__Directions__
Find each line in the material below that contains the string "metal" and copy those lines.

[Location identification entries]
--------------------------------
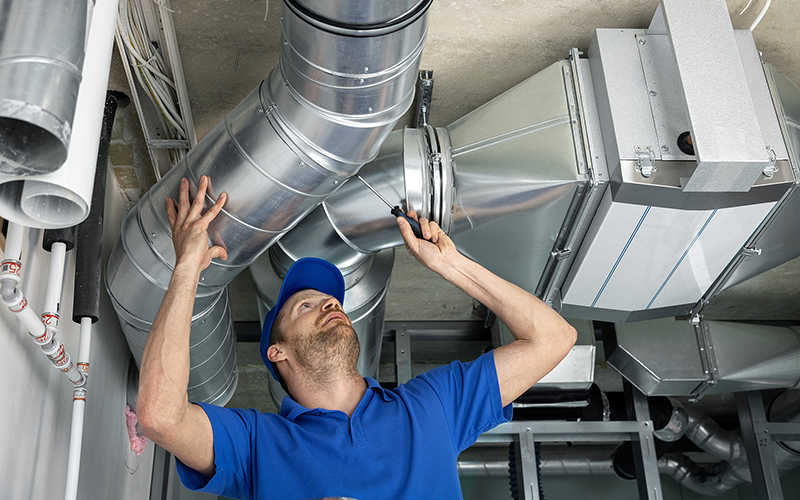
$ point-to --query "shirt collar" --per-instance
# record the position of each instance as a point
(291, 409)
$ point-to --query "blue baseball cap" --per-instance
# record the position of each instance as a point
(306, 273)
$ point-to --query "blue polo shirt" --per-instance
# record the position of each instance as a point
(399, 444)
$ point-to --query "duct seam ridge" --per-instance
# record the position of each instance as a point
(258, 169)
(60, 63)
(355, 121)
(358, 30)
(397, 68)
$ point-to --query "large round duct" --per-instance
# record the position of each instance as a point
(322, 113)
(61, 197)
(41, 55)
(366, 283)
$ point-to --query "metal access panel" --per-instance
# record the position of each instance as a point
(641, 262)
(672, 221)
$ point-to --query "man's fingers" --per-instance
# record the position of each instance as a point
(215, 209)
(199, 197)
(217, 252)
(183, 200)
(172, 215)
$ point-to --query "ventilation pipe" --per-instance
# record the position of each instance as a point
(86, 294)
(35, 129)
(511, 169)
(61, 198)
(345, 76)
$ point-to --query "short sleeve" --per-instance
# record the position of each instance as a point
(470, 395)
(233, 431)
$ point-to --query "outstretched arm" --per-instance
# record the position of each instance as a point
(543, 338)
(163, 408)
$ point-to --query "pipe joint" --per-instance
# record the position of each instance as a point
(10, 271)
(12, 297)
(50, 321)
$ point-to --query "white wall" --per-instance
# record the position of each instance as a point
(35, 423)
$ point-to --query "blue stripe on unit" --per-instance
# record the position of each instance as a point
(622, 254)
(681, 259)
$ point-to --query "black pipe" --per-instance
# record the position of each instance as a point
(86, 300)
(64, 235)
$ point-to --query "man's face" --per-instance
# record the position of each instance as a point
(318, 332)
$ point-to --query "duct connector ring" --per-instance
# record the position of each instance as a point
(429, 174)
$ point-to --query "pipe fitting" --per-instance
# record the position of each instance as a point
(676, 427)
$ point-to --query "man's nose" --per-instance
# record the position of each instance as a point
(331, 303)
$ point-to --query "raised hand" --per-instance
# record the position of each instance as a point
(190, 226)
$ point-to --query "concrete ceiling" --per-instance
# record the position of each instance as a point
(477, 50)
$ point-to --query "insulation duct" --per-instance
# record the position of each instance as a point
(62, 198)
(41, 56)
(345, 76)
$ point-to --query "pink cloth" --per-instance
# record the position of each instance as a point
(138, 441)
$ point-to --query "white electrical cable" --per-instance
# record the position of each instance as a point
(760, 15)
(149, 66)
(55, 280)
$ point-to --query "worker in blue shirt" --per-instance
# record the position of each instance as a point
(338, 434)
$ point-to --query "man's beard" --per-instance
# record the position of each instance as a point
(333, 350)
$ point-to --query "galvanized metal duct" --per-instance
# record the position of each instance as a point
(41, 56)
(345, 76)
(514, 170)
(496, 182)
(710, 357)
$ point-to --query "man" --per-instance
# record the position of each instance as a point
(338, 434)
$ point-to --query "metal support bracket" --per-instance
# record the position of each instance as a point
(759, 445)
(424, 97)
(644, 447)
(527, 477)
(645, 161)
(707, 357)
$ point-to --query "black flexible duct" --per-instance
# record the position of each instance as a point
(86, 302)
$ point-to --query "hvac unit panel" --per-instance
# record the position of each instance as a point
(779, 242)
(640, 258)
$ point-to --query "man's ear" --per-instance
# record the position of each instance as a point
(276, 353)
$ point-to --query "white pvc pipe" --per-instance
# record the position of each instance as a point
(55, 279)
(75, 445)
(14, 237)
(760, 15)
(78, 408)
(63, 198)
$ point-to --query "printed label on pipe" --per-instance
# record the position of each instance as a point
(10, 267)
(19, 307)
--------------------------------
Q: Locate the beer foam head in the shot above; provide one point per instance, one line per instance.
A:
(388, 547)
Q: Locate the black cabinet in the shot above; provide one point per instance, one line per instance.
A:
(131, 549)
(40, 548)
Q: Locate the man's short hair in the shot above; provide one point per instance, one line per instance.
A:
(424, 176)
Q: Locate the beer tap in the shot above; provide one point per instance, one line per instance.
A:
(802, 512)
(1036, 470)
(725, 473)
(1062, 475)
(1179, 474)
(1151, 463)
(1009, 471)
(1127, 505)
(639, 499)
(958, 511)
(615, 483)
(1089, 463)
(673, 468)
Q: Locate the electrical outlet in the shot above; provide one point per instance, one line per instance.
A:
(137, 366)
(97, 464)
--------------------------------
__Exercise solution__
$ point-to --query "metal access panel" --per-instance
$ point-to --query "galvanized metal duct" --per-instance
$ point-to --query "metal support bracket" --per-instance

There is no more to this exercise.